Vasquez v. Dept. of Rehab. and Correction, Unpublished Decision (2-22-2001)

OPINION Daniel Vasquez is an inmate in the custody of the Ohio Department of Rehabilitation and Correction ("ODRC"), incarcerated in the Southern Ohio Correctional Facility in Lucasville, Ohio. On November 11, 1996, Mr. Vasquez was attacked by fellow inmates and sustained injuries as a result.

On December 8, 1997, Mr. Vasquez filed a complaint in the Ohio Court of Claims, naming ODRC as the lone defendant. The complaint alleged that Mr. Vasquez's injuries were the direct and proximate result of ODRC's negligence, the particulars of which are discussed below.

In May 1999, the Court of Claims conducted a trial on the sole issue of liability. In a decision rendered and journalized on January 13, 2000, the court ultimately rendered judgment in favor of ODRC.

Mr. Vasquez's counsel filed a "request for separate findings of fact and conclusions of law," and a motion seeking a new trial. The trial court summarily overruled both motions pursuant to an entry journalized March 7, 2000.

Daniel Vasquez (hereinafter "appellant") has timely appealed from the judgment of the Court of Claims, assigning three errors for our consideration:

ASSIGNMENT OF ERROR NO. 1:

The trial court erred and abused its discretion in ruling there was neither actual nor constructive notice of the danger of knives and cuff keys being present in K-Block and ignoring evidence the escort officers were inattentive to obvious attempts to escape the chain and in failing to follow procedures in searching inmates prior to being placed on the rec chain.

ASSIGNMENT OF ERROR NO. 2:

The trial court erred and abused its discretion in not finding the defendant-appellee negligent in not properly conducting the required search of inmates placed on the rec chain.

> [EXERCISES]
1) Determine whether each statement agrees with the court opinion, answering yes or no and quoting the deciding words: (a) Mr. Vasquez's complaint named ODRC as the only defendant. (b) The Court of Claims trial in May 1999 addressed both liability and damages. (c) The trial court granted the motion for a new trial.
2) State how many lines of the records contain the word "below". Give the number only.
The court opinion and the records that follow it are unrelated to each other.

(Location identification records)
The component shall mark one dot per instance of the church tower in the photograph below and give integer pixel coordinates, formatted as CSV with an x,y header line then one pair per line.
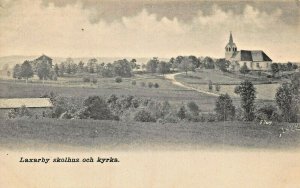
x,y
230,48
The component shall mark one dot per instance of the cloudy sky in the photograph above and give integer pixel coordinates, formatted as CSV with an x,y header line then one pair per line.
x,y
131,28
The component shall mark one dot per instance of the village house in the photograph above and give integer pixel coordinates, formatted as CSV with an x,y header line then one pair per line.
x,y
256,60
37,106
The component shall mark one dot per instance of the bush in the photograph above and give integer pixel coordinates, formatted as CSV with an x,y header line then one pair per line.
x,y
193,108
94,80
118,79
181,113
211,117
86,79
144,116
218,87
150,84
96,108
143,84
268,113
19,112
210,85
224,107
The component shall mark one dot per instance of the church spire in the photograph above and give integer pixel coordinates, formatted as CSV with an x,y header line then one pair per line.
x,y
230,38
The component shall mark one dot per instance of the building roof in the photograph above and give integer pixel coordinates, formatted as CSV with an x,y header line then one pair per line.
x,y
230,42
248,55
28,102
44,57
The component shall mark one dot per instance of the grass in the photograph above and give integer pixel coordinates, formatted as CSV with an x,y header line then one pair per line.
x,y
49,133
75,87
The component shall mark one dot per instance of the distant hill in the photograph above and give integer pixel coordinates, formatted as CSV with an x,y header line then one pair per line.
x,y
11,61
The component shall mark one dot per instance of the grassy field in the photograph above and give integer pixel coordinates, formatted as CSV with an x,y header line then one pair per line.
x,y
200,80
89,134
75,87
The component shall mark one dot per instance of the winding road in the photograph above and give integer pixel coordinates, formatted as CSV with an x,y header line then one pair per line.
x,y
171,77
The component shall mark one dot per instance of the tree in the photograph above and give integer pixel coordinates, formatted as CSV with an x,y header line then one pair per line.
x,y
133,64
26,70
43,70
223,64
91,65
56,69
289,66
287,102
244,69
80,66
224,107
193,108
186,65
96,108
17,71
181,112
122,68
173,63
247,92
208,63
62,69
195,61
144,116
274,68
108,70
163,67
152,65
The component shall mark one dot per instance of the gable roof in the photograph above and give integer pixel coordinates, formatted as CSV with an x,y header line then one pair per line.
x,y
44,57
28,102
248,55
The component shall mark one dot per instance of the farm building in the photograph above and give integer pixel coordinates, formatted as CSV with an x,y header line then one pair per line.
x,y
254,59
37,106
44,59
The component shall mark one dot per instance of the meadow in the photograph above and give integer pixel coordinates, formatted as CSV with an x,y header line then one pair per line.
x,y
75,87
108,135
200,80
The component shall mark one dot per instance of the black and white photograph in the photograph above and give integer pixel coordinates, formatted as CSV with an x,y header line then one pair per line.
x,y
136,78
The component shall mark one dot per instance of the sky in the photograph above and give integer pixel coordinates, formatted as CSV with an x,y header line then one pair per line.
x,y
165,28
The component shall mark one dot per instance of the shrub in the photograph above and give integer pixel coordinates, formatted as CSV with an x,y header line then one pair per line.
x,y
211,117
171,118
86,79
23,111
144,116
193,108
210,85
118,79
150,84
143,84
224,107
218,87
96,108
94,80
268,112
181,112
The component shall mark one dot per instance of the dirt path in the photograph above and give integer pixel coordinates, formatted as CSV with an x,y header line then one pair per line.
x,y
171,77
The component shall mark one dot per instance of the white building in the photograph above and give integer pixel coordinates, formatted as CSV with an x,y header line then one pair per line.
x,y
254,59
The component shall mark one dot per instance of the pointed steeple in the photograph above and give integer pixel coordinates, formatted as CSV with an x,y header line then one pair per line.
x,y
230,38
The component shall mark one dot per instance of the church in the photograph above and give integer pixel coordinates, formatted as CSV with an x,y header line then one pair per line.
x,y
255,60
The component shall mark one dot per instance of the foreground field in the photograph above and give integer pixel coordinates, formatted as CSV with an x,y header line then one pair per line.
x,y
89,134
75,87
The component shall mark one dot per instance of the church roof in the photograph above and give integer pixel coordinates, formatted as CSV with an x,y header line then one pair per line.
x,y
44,57
248,55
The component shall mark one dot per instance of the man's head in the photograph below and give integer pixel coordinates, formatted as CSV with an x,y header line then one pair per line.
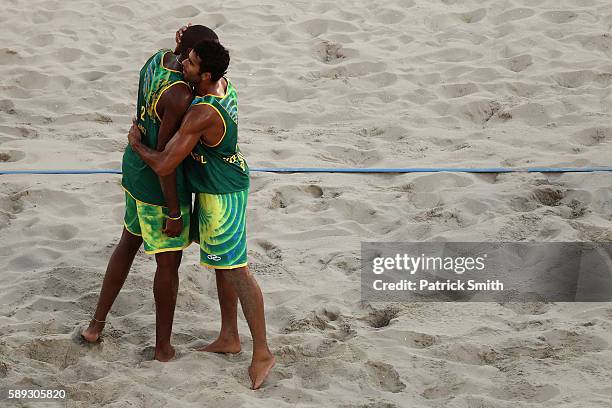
x,y
207,61
193,35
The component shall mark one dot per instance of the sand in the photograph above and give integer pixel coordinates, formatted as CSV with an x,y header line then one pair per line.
x,y
398,83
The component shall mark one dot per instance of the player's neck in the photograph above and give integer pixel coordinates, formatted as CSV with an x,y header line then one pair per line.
x,y
217,88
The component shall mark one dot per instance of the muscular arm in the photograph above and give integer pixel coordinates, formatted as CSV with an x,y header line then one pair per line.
x,y
198,121
171,107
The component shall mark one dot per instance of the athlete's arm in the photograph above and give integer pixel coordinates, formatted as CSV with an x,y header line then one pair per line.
x,y
171,107
198,121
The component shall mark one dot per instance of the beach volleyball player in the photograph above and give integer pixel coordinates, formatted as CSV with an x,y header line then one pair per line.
x,y
217,172
157,209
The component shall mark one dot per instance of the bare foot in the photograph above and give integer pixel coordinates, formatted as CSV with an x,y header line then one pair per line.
x,y
259,370
92,333
222,345
164,354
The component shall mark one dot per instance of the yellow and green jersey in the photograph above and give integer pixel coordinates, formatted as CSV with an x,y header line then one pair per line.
x,y
220,168
138,178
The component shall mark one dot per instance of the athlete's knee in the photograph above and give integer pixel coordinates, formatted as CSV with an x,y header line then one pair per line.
x,y
170,260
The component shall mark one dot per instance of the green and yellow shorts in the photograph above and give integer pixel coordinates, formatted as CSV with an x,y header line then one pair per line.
x,y
218,224
147,221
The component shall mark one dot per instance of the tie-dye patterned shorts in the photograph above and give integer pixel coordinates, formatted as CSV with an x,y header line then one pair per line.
x,y
218,223
147,221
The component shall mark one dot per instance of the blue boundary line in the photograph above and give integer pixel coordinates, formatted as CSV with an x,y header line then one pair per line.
x,y
355,170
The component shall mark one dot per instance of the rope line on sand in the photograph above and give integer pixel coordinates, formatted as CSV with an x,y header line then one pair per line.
x,y
353,170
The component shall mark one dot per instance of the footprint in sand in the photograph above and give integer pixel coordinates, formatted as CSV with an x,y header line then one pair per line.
x,y
384,377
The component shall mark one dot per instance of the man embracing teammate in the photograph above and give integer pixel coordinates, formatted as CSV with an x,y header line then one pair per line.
x,y
217,173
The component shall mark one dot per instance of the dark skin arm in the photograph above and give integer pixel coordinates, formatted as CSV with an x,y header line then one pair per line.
x,y
200,123
171,107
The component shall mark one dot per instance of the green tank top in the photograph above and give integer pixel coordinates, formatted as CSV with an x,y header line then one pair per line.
x,y
221,168
138,178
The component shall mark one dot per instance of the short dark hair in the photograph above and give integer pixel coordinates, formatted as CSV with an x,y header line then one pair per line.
x,y
214,58
196,33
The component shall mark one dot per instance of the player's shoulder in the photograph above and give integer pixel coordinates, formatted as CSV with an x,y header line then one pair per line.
x,y
200,116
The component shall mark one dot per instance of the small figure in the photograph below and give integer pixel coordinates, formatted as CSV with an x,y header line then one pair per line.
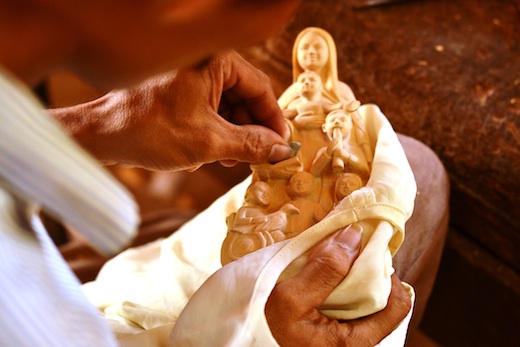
x,y
301,189
252,227
322,114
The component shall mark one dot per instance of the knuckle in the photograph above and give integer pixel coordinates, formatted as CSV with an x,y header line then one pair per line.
x,y
254,147
332,265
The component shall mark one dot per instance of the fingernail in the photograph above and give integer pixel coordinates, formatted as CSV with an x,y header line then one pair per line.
x,y
279,152
350,238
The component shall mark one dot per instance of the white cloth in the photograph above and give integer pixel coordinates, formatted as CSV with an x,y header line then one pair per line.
x,y
147,290
41,301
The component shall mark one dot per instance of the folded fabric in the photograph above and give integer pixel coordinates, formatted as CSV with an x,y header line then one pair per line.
x,y
181,277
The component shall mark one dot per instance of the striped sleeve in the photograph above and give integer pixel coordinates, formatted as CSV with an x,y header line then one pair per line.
x,y
43,164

> [TASK RESPONSES]
1)
(a) Yes: "naming ODRC as the lone defendant."
(b) No: "on the sole issue of liability."
(c) No: "The trial court summarily overruled both motions."

2) 3